* _EXERCISE AIM_
Repeat word for word the part of the passage below on news reports and truth, starting with "Yet the article" and going on through "his final moments.".

* _SUPPLIED TEXT_
============================================================
Yet the article reported none of these things. To fully grasp what happened in Jeffrey Locker’s case, I had to apply my own experience and analysis. I could not rely solely on the information in the report. Still, newspapers claim to present “unbiased fact” so that we learn the “truth” about “what happened” in particular events. Newspapers report on “matters of public concern.” Murders concern the public. Nonetheless, the article about Jeffrey Locker does not remotely report the “truth.” No one will ever know the “truth” except Jeffrey Locker and the person who killed him in his car. A few witnesses saw Locker two hours before he died. Their sensory recollections provide us some insight about his motivations and why he was in East Harlem. But they know nothing about his final moments.
Despite the News' best efforts—and every reporting company like it—we can never really grasp the “truth” about events we do not perceive. At best, we can interpret what “may have happened” based upon our own experience, memory, intuition, impressions and emotions. When we do that, we do not actually perceive “what happened,” nor do we come any closer to the “truth” as an absolute matter. Rather, we create truth in our own minds. We hear recollections. We read details. We digest reports. These things interact with our own experience to create something we believe. We see events in our mind’s eye even if we never saw them with our real eyes. We think these mental images are “truth.” In fact, they are nothing more than interpretations based on our own experience. To that extent, truth is entirely subjective. And because it depends on experience, no two people will ever precisely agree on what is true. After all, we all draw on unique experiences to guide our interpretations.
============================================================
* _RECORD EXTRACTS_
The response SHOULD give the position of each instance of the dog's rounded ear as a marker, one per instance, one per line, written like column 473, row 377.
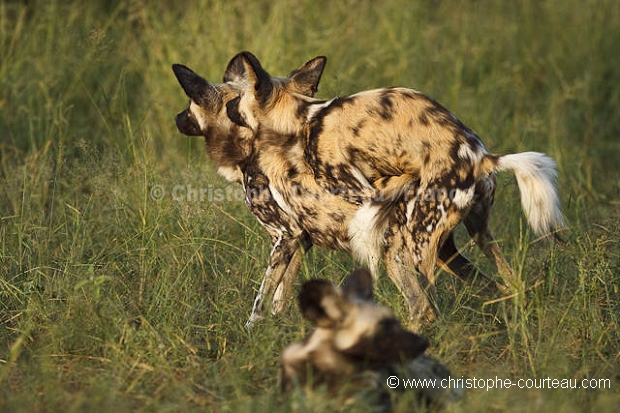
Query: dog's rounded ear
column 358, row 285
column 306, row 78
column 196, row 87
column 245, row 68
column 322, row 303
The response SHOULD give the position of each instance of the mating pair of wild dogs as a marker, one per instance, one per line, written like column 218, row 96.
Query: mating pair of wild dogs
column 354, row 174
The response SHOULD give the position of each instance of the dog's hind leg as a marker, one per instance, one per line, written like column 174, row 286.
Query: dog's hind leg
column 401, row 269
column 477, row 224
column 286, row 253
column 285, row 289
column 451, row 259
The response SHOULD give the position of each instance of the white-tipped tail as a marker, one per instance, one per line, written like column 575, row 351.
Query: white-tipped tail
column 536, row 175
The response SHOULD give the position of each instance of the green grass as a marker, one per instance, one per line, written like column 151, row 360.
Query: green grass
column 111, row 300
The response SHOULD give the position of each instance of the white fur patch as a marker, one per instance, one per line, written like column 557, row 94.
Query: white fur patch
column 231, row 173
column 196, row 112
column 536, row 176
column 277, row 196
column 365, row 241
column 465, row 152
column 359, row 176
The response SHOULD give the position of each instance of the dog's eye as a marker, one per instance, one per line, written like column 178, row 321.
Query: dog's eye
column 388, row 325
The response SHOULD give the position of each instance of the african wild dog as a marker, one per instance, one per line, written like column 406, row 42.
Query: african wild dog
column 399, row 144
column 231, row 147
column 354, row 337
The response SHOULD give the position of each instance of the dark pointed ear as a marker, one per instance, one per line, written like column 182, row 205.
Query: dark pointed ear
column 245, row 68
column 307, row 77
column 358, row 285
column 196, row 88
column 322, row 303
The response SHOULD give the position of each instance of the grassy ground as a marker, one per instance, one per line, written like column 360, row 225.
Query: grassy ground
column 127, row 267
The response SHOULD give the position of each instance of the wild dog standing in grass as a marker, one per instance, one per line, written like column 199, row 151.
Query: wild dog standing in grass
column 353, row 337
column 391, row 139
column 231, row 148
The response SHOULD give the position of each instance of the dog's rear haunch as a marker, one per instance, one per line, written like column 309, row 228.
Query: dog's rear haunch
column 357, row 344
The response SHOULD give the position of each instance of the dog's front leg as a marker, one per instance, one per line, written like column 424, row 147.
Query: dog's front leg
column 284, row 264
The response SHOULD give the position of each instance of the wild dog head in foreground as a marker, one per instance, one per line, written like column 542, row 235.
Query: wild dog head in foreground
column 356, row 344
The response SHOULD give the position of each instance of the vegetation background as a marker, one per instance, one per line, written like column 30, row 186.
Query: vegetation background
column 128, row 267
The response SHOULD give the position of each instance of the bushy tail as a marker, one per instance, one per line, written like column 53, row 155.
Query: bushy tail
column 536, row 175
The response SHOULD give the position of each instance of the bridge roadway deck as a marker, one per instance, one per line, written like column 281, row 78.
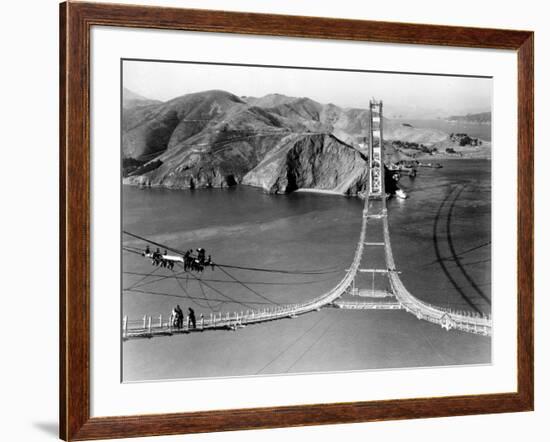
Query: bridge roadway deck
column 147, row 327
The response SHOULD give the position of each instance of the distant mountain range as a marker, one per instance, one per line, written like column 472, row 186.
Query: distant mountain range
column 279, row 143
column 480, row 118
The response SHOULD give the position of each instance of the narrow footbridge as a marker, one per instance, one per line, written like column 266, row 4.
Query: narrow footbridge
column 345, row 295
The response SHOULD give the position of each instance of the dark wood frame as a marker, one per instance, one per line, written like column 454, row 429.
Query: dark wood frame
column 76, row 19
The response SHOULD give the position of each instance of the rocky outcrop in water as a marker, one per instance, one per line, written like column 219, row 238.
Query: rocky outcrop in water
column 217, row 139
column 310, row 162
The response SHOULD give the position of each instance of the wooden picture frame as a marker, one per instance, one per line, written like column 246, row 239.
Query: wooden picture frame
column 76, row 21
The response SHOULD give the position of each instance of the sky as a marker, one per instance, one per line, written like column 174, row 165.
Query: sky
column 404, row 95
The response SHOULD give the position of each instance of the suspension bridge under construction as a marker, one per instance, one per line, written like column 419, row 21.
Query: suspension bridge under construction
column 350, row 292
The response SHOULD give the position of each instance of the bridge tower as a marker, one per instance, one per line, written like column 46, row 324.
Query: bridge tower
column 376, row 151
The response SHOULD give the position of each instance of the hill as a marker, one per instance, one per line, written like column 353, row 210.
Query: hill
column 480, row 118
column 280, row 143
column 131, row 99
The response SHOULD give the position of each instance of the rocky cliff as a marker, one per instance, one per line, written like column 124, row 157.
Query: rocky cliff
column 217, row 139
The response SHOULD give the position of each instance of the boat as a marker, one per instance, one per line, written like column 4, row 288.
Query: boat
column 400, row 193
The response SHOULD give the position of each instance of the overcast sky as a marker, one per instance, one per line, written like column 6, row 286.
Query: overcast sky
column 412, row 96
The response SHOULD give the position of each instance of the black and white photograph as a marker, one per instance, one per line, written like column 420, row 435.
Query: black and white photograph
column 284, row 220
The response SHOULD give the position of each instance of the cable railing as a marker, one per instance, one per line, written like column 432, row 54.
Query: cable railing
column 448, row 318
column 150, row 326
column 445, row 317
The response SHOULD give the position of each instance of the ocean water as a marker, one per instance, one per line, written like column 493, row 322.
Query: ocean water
============================================================
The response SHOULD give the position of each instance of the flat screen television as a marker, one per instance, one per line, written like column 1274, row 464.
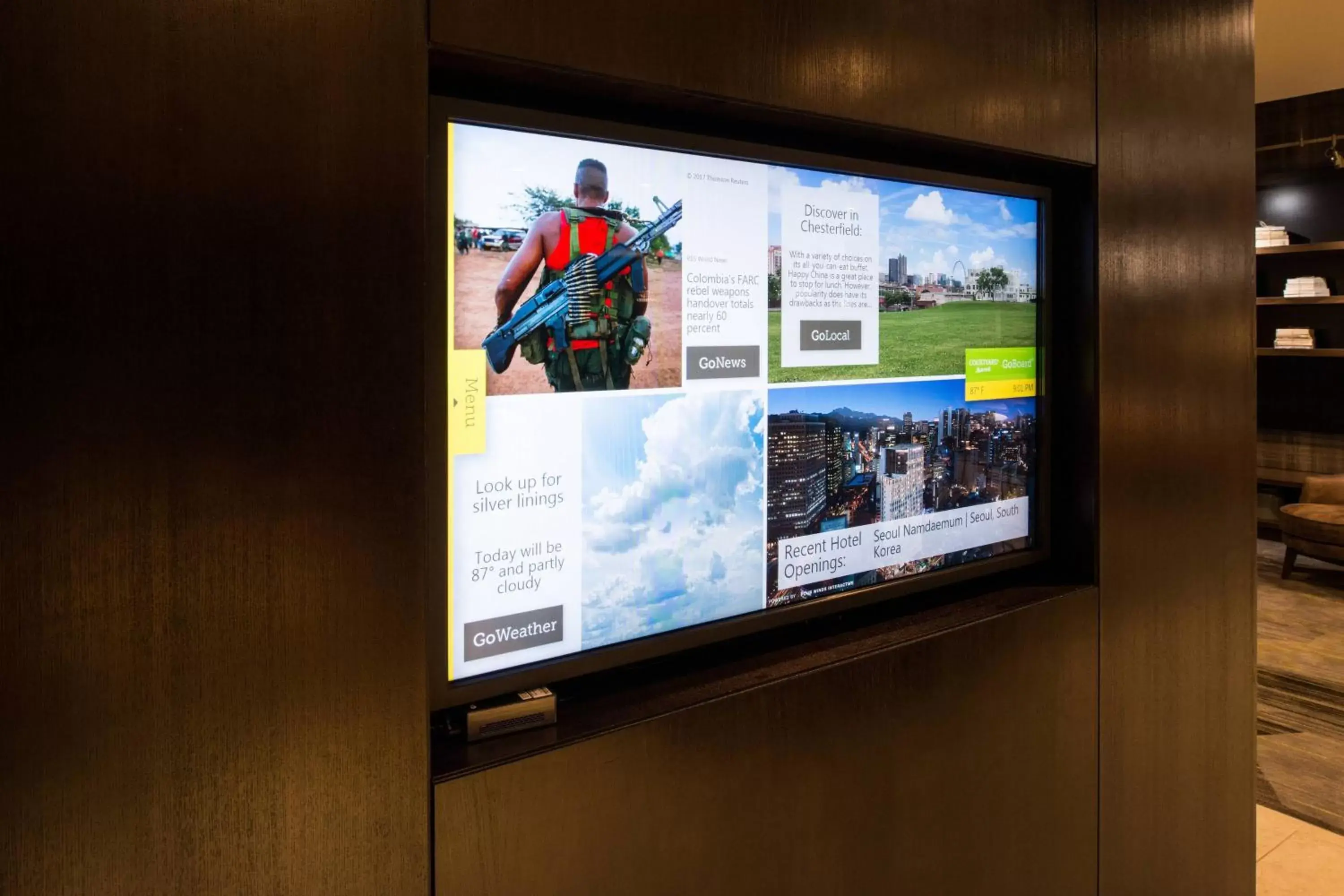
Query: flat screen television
============================================================
* _TASK ANSWER_
Yet the article reported none of these things. To fully grasp what happened in Jeffrey Locker’s case, I had to apply my own experience and analysis. I could not rely solely on the information in the report. Still, newspapers claim to present “unbiased fact” so that we learn the “truth” about “what happened” in particular events. Newspapers report on “matters of public concern.” Murders concern the public. Nonetheless, the article about Jeffrey Locker does not remotely report the “truth.” No one will ever know the “truth” except Jeffrey Locker and the person who killed him in his car. A few witnesses saw Locker two hours before he died. Their sensory recollections provide us some insight about his motivations and why he was in East Harlem. But they know nothing about his final moments.